_TRY IT_:
For each record, copy the text exactly and omit any picture it holds.

_Records drawn from a dataset_:
_ _ _ _ _
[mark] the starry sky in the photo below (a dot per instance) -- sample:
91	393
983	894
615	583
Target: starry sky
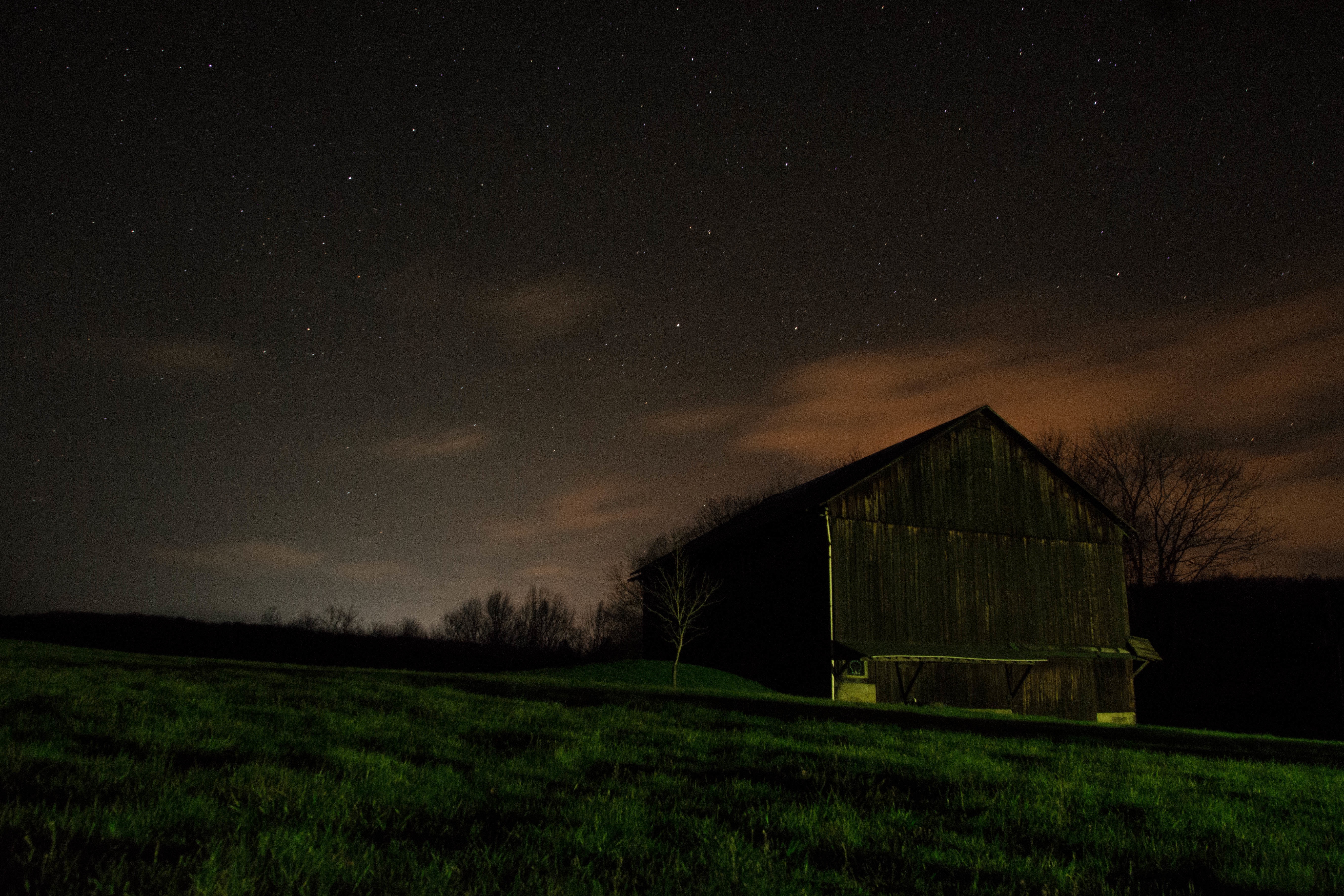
390	309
_ _ _ _ _
_RESULT_:
[mark] the starry sky in the photo below (a dot per instance) -- sample:
91	393
983	894
615	583
Target: starry sky
390	309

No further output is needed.